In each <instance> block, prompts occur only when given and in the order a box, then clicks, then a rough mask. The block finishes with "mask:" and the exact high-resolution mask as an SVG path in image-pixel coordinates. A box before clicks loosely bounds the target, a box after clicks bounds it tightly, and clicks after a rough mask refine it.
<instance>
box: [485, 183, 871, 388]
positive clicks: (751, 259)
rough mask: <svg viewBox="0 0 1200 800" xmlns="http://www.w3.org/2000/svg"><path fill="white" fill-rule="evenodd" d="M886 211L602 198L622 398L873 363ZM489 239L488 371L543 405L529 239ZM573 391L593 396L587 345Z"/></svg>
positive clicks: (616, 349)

++++++++++

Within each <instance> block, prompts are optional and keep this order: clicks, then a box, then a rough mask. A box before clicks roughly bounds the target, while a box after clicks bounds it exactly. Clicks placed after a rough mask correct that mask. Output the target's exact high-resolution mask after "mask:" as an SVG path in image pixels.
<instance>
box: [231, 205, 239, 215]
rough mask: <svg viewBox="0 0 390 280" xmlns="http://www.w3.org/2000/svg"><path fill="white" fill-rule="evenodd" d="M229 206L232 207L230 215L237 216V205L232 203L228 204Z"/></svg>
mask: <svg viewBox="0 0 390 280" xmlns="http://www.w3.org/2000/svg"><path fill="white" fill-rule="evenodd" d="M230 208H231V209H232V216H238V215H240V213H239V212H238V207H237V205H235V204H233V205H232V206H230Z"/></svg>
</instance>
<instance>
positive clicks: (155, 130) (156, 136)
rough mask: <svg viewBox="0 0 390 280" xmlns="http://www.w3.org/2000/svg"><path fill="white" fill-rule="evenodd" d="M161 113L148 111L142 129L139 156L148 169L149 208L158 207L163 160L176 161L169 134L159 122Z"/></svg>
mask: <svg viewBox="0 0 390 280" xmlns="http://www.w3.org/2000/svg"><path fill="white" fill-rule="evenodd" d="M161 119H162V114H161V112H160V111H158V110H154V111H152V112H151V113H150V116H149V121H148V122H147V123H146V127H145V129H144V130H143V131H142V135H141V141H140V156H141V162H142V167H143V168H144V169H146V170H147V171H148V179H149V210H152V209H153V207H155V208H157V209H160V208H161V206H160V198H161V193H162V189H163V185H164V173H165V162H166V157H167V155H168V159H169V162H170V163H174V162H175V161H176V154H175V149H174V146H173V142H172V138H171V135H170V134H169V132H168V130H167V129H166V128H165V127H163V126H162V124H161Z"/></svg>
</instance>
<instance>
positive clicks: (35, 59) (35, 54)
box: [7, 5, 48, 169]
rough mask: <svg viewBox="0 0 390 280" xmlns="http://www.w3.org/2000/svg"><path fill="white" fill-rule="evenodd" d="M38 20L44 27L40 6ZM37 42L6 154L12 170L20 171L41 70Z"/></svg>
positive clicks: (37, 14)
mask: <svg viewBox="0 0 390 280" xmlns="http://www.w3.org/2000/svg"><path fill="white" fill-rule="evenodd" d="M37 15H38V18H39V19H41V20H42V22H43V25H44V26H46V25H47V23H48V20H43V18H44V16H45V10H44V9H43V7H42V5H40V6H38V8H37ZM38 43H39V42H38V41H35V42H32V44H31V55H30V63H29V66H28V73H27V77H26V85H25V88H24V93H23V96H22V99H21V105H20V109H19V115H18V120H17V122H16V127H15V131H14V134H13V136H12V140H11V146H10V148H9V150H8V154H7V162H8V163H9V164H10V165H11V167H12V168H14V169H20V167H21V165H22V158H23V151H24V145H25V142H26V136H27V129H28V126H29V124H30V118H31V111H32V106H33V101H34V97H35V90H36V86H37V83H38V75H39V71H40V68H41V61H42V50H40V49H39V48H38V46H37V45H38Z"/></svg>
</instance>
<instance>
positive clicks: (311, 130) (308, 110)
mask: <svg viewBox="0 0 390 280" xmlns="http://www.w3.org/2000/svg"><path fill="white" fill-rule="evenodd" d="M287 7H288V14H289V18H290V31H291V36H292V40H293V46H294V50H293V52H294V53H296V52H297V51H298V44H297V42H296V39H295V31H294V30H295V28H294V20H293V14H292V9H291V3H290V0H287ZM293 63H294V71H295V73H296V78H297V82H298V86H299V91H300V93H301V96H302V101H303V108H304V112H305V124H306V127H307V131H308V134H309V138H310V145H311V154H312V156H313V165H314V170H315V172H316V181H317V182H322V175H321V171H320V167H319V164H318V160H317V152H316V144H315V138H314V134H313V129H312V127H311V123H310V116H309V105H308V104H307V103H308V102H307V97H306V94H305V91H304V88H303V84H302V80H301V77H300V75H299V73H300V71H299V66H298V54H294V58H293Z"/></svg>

++++++++++

● Your goal
Starting with the line containing "In each <instance> block, prompts occur" and continuing through the line containing "box: [485, 183, 871, 388]", rewrite those lines with "rough mask" swapped for "coarse mask" and nothing else altered.

● Response for this exercise
In each <instance> block, prompts occur only when given and in the order a box, then clicks, then a coarse mask. The block finishes with "mask:" and the exact high-resolution mask as an SVG path in image-pixel coordinates. A box before clicks loosely bounds the target, a box after clicks bounds it tightly, and clicks after a coarse mask refine it.
<instance>
box: [485, 183, 871, 388]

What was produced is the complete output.